The story involves two adjoining nations, and more specifically the
rulers of those nations, King Quience and Protector UrLeyn, and more
specifically two people close to these rulers, Vosill, the King's
physician, and DeWar, the Protector's bodyguard. It soon becomes
clear that both Vosill and DeWar are strangers to the countries in
which they live; indeed, there are tantalizing hints that at an
earlier time, in some far off place, they were lovers.
It also becomes clear that both are trying to influence the course of
history. A great empire has collapsed, and a myriad of small
kingdoms--and one republic, UrLeyn's Protectorate of Tassassen--have
sprung up in its place. Both are trying to preserve the nation in
which they now live, in hopes that the societal gains being made there
will be passed on.
And their methods? One is a bodyguard, after all, and one is a
doctor...but remember the title of the book. Little works out as one
might expect.
Inversions is not identified as a novel of the "Culture",
nor is there anything in that explicitly ties it in wih that
series...but if you ask me, both Vosill and DeWar are Special
Circumstances operatives. If you're read Use of Weapons,
you'll know what I mean.

Beneath the Vaulted Hills
The Compass of the Soul
By Sean Russell
These two books, taken together (Russell is the only author I know who
writes two-volume novels) comprise the single tale
The River Into Darkness. As such, they are a prequel to
Russell's earlier duology, Moontide and Magic Rise, which I
reviewed in the April issue.

What to do:
1) In the book review, condense the paragraph beginning "The story involves two adjoining nations" into a short bulleted list that keeps its main facts.
2) Copy out word for word the stretch of the book review from "It also becomes" through "be passed on.".

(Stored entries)
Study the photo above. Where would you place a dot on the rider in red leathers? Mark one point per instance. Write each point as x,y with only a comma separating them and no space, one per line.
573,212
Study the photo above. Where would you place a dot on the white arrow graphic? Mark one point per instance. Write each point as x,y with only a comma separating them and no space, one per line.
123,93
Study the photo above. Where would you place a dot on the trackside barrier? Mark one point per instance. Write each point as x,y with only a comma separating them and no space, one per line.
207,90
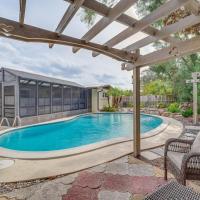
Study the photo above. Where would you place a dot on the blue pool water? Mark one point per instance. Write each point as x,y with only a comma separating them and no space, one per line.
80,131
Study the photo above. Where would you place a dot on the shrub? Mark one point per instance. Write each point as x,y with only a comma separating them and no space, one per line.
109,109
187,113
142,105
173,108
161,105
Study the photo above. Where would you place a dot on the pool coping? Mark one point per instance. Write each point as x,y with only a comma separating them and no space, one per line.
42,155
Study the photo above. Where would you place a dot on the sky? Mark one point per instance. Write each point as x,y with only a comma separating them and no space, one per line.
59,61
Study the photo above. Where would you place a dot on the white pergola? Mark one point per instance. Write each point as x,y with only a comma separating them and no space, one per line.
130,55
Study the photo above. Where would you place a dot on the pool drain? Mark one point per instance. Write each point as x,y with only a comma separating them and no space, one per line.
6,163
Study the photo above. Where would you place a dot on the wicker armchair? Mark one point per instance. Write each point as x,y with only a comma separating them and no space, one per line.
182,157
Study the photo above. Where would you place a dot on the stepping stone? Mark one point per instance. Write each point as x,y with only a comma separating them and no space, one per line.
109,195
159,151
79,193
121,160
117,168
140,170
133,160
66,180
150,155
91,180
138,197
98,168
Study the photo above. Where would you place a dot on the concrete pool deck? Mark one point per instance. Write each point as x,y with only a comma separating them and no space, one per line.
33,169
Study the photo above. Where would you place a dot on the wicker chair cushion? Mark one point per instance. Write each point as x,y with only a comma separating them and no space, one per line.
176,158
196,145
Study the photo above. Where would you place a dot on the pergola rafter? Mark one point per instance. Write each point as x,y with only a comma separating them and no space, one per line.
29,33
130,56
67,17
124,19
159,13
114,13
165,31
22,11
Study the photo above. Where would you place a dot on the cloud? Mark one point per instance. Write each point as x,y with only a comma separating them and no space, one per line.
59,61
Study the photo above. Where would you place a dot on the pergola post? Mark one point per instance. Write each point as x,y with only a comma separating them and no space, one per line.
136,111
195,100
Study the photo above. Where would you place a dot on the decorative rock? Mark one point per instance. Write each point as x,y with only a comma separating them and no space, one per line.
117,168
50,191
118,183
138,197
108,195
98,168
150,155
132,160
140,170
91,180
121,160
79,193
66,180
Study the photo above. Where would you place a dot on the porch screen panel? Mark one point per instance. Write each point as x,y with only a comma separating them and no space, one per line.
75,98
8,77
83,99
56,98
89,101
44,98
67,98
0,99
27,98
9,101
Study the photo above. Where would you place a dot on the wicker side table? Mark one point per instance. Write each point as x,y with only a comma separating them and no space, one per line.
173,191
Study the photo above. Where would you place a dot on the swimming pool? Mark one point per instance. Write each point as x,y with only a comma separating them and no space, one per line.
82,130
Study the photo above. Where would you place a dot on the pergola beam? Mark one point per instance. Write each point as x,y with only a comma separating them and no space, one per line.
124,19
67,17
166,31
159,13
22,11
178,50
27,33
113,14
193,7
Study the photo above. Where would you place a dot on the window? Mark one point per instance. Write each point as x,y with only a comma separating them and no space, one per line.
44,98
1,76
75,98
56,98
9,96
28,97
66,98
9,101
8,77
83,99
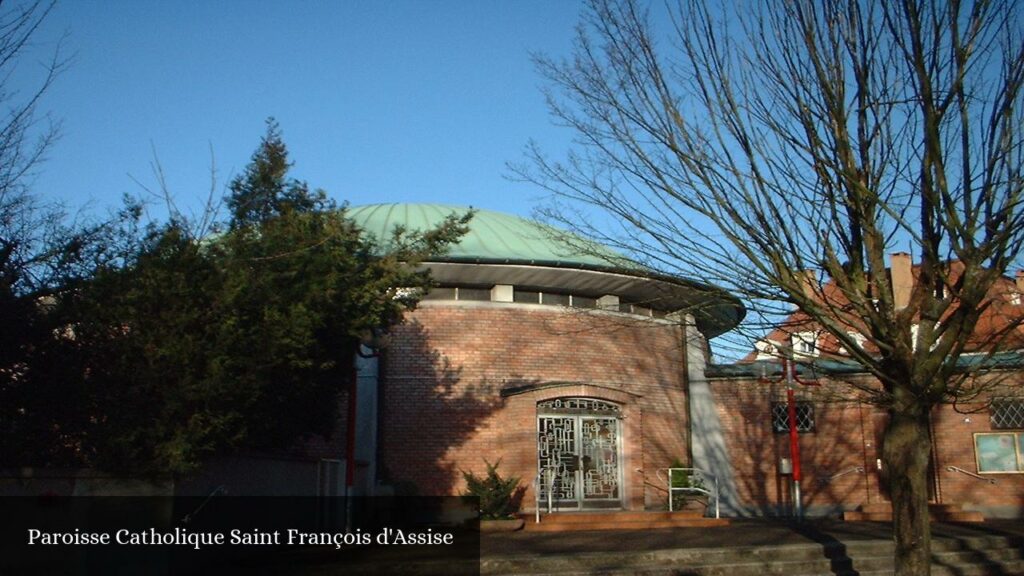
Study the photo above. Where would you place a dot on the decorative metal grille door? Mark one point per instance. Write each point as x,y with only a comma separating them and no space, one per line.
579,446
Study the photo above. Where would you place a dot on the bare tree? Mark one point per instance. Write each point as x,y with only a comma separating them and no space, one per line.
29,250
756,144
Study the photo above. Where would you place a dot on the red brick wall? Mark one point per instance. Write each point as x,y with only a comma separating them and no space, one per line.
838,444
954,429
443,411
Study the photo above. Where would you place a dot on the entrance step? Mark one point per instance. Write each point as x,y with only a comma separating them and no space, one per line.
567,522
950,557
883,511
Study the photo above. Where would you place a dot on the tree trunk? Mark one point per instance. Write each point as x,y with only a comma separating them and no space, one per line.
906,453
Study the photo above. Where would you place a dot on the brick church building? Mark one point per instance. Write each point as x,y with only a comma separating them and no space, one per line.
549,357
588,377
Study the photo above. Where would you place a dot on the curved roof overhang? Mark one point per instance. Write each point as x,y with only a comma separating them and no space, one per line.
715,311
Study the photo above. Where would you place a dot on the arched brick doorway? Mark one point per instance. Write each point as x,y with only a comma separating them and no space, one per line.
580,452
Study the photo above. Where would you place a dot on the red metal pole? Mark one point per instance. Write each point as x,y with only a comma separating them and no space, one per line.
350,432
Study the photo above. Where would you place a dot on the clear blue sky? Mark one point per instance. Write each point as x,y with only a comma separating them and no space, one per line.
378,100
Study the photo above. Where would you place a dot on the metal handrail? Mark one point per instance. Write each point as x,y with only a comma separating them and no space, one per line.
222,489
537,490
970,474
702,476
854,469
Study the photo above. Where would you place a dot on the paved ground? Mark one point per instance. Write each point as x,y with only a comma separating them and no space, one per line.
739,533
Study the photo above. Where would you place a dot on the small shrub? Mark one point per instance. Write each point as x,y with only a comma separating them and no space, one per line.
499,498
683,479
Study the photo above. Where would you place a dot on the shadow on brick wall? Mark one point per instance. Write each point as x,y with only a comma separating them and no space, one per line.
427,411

...

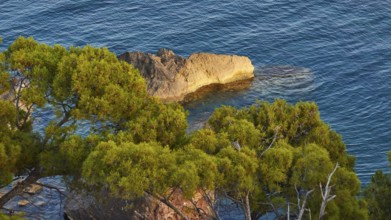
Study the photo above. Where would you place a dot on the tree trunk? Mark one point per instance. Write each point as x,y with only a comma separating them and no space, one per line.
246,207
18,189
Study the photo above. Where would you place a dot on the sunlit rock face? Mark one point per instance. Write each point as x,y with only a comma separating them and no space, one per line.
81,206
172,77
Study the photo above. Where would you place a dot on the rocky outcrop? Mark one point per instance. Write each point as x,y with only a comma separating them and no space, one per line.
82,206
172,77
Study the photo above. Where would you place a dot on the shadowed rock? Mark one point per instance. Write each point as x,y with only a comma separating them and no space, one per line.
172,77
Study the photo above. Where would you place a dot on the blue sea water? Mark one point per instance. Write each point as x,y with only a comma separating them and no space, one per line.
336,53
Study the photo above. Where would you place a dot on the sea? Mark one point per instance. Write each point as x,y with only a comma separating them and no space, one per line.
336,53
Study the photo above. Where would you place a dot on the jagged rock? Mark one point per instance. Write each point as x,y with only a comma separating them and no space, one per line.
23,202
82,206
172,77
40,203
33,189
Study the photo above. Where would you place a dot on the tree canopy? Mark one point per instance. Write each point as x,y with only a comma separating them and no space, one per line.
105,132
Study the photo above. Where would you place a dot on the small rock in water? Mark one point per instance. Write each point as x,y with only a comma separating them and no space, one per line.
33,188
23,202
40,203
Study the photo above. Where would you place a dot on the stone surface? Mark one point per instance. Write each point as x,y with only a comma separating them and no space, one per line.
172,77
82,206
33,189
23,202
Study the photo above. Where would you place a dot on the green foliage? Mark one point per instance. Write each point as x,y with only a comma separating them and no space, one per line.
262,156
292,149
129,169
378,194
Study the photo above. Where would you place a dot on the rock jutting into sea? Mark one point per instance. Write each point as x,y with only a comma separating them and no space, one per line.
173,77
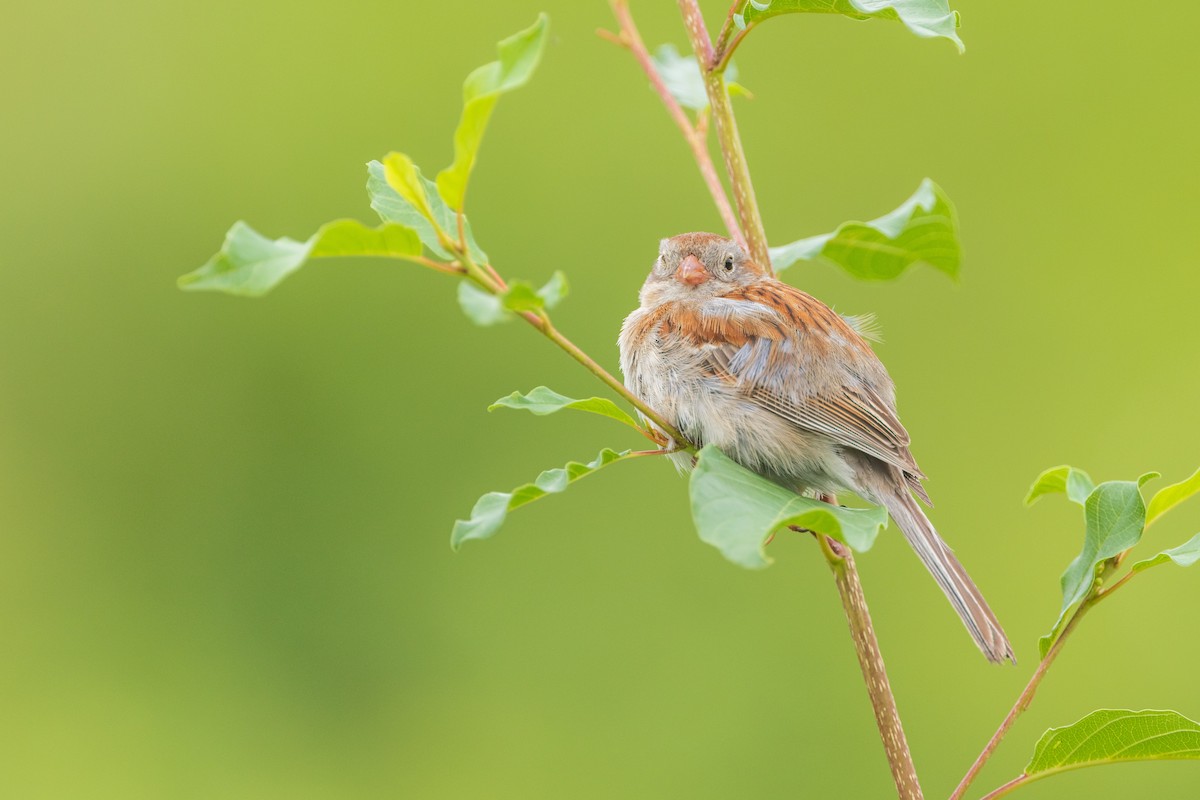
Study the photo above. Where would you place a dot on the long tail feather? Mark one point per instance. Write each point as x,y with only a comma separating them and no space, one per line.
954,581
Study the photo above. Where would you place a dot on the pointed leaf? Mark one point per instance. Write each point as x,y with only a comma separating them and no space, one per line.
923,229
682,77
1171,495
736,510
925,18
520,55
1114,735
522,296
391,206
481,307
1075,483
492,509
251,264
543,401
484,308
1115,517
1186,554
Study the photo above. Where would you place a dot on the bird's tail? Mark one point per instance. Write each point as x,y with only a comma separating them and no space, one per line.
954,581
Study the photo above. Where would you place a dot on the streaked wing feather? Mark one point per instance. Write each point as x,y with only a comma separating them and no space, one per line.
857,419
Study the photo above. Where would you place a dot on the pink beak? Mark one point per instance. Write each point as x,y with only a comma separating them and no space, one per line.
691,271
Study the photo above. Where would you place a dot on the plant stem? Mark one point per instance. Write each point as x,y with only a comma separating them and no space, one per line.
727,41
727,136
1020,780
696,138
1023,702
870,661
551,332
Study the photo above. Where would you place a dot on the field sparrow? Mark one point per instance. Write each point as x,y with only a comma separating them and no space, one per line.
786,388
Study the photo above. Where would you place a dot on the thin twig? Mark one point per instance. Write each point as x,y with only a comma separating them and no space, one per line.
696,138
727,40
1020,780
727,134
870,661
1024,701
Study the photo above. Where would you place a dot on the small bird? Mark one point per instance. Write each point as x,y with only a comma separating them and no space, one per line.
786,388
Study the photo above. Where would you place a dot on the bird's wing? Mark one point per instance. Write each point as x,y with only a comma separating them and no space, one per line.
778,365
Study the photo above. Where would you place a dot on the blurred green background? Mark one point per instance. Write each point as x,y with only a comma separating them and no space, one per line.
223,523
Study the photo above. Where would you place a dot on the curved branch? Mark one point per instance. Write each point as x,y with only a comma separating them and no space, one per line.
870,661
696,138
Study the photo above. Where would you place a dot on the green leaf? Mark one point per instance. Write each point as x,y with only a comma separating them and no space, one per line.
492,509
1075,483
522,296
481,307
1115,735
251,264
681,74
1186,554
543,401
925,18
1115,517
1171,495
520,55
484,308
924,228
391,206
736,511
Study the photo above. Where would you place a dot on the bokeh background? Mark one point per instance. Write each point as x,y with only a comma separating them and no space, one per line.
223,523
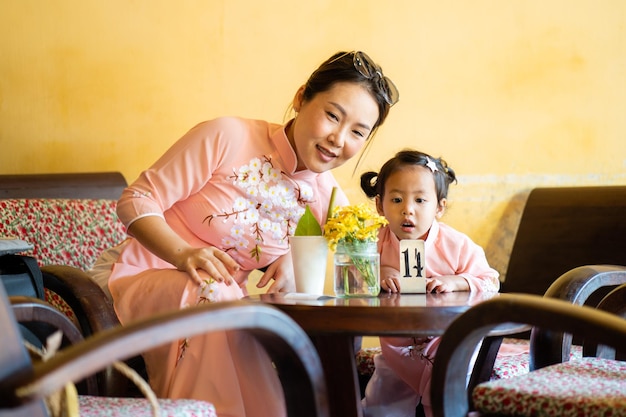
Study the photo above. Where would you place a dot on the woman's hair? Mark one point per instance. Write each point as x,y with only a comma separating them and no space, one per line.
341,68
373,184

Answers for this exercise:
1)
- The story centers on two neighboring nations and their rulers, King Quience and Protector UrLeyn.
- It focuses most on two people close to these rulers: Vosill, the King's physician, and DeWar, the Protector's bodyguard.
- Both Vosill and DeWar are strangers to the countries they live in.
- There are hints that long ago, in some far-off place, they were lovers.

2)
It also becomes clear that both are trying to influence the course of
history. A great empire has collapsed, and a myriad of small
kingdoms--and one republic, UrLeyn's Protectorate of Tassassen--have
sprung up in its place. Both are trying to preserve the nation in
which they now live, in hopes that the societal gains being made there
will be passed on.